→ Exercise brief:
In the data, take the stretch from the line containing "Guideline: for each instance of the lip, imagine" through the end and write those lines out again, substituting "biggest circle" for "largest disc". Leave everything else untouched.

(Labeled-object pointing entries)
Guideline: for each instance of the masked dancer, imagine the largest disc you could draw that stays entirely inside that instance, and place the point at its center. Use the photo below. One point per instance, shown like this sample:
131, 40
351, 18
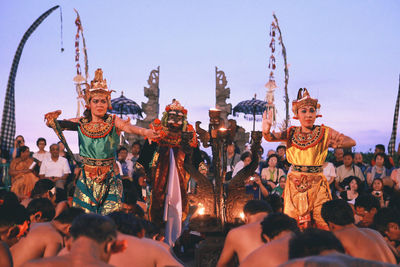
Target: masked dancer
99, 187
307, 147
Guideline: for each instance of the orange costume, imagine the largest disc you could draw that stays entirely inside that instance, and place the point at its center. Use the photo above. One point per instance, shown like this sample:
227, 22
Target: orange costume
306, 187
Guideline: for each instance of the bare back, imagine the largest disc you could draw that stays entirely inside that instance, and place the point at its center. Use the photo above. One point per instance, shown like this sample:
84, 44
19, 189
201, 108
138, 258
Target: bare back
43, 240
242, 241
365, 243
142, 252
273, 253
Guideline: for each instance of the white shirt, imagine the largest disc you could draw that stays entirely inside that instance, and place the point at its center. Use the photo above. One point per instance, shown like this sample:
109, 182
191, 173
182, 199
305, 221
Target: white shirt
329, 171
50, 168
41, 156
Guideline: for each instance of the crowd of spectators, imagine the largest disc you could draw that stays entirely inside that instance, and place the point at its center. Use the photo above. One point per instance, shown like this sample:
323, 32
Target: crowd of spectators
37, 222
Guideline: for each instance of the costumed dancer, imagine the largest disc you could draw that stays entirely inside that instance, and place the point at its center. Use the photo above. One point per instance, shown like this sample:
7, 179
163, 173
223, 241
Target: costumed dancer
163, 162
307, 147
99, 187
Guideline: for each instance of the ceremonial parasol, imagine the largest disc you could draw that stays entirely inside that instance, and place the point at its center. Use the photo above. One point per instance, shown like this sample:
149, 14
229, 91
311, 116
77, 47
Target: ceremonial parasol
125, 106
251, 107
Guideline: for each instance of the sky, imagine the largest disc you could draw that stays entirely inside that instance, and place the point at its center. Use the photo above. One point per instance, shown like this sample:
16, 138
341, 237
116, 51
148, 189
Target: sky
346, 53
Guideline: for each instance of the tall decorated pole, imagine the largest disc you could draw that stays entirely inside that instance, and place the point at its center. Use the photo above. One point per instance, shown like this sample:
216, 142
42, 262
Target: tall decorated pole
79, 79
275, 24
392, 142
8, 124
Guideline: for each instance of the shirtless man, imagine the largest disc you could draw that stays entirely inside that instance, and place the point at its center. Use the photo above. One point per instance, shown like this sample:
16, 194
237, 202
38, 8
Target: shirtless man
93, 240
44, 239
140, 251
362, 243
319, 248
277, 229
247, 238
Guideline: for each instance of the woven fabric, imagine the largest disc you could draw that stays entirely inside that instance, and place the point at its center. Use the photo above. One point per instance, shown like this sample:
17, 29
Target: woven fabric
125, 106
8, 122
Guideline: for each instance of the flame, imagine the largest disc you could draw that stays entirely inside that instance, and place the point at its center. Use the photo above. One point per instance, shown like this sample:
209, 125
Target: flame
201, 209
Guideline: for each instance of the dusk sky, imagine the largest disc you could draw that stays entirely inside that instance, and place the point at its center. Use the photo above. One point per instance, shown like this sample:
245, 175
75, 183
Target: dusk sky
346, 53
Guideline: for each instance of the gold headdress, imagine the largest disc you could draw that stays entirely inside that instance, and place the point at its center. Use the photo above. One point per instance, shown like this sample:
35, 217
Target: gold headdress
98, 86
304, 99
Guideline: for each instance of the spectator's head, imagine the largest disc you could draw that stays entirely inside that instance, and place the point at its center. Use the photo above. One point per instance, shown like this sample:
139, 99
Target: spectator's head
20, 141
272, 160
66, 217
339, 154
41, 210
128, 224
54, 151
282, 181
337, 213
348, 159
387, 222
8, 198
203, 169
260, 152
377, 184
313, 242
44, 188
355, 183
380, 149
99, 229
256, 208
12, 218
246, 158
366, 207
276, 202
275, 224
380, 159
230, 148
358, 158
25, 152
122, 153
270, 152
129, 201
136, 148
41, 143
281, 151
61, 146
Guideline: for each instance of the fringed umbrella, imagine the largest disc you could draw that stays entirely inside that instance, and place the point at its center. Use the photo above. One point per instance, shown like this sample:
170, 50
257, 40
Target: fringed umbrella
251, 109
125, 106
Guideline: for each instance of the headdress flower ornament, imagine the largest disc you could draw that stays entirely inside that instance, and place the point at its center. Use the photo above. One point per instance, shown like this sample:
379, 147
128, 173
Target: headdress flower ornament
98, 86
304, 99
176, 106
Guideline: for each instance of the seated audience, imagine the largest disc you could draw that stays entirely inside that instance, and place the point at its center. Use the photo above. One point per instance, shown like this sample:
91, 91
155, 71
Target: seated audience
40, 210
271, 173
44, 239
93, 240
362, 243
316, 247
55, 168
246, 238
21, 171
41, 154
353, 191
366, 206
277, 230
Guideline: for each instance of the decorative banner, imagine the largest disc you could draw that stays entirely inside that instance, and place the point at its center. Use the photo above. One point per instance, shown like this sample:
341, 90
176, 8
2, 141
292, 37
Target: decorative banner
392, 142
79, 79
8, 124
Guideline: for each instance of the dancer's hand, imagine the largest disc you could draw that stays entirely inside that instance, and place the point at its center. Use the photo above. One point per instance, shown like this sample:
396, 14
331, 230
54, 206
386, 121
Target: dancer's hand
267, 121
336, 140
49, 117
151, 134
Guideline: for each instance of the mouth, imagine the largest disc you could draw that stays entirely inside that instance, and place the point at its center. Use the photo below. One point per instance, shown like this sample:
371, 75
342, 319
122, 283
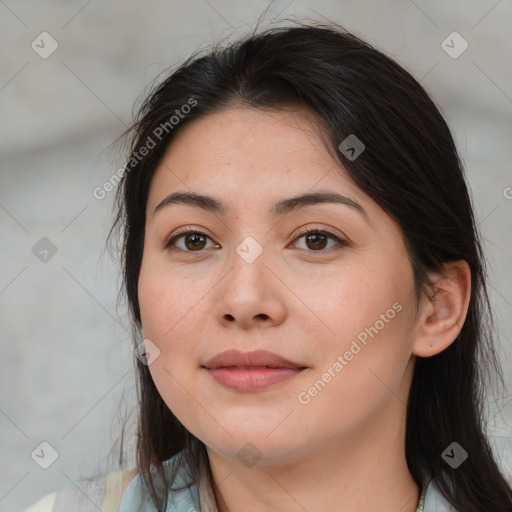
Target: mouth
251, 371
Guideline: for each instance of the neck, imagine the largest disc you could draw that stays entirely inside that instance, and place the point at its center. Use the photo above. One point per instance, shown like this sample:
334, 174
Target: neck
366, 470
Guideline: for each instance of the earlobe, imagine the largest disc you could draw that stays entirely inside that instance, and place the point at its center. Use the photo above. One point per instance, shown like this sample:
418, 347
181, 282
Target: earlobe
442, 315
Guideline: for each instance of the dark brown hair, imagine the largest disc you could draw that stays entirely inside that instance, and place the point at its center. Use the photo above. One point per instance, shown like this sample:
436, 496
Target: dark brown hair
410, 167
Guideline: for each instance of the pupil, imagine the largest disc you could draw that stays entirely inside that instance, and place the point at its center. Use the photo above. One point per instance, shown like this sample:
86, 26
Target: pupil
194, 236
316, 235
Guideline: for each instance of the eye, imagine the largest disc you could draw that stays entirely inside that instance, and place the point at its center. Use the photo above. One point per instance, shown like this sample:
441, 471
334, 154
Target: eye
193, 240
317, 239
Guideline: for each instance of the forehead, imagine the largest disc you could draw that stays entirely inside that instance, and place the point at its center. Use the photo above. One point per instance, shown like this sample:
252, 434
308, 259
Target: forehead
249, 151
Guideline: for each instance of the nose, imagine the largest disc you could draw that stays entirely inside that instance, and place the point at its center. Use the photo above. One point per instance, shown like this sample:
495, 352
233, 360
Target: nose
250, 294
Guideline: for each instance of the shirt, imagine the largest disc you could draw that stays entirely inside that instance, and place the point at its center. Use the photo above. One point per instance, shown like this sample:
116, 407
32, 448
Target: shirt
104, 494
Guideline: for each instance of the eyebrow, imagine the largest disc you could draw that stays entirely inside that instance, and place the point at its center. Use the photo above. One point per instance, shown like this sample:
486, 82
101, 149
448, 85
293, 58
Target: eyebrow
282, 207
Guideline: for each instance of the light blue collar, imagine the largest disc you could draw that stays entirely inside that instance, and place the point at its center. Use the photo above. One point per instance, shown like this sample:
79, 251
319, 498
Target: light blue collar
185, 497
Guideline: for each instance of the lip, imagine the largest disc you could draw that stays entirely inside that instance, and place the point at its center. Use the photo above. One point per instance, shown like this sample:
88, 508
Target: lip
251, 371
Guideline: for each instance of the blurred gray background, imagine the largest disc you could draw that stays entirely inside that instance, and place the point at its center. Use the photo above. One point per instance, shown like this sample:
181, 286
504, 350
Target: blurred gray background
66, 360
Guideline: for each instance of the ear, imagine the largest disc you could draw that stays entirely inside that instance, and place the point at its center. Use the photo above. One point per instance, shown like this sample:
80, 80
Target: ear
442, 315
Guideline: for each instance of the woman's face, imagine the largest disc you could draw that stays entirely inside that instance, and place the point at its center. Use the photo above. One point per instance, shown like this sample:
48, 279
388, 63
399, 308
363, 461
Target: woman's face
339, 305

→ Output for this task:
Guideline: for each instance of the lip, imagine the biggest circle you could draw that stays entirely inside that instance, and place the point at its center. Use the photo above. One point per instance, shown like this sample:
88, 508
Target: lip
251, 371
Guideline: for each instance of the blurred gray background, imagine the biggest circle you could draw that stays entirely inside that instance, and place the point at its center. Use the photo above. One point per instance, shown like this sample:
181, 286
504, 350
Target: blurred gray background
66, 360
Guideline: for each instance of the ear, imagine the biggest circle you could draw that stays entirely inside that instance, and place the point at its center. Use the photo above. One point per instance, shown like this sample:
80, 80
Target: ear
442, 315
Guideline: for each instance of the woman's face, imagine the biggest circle you could draw that stays entirely inside that instance, and place the point at its center. Use the photo above. One point per instance, shown like this sample:
48, 279
388, 63
399, 308
363, 461
Target: woman's face
339, 305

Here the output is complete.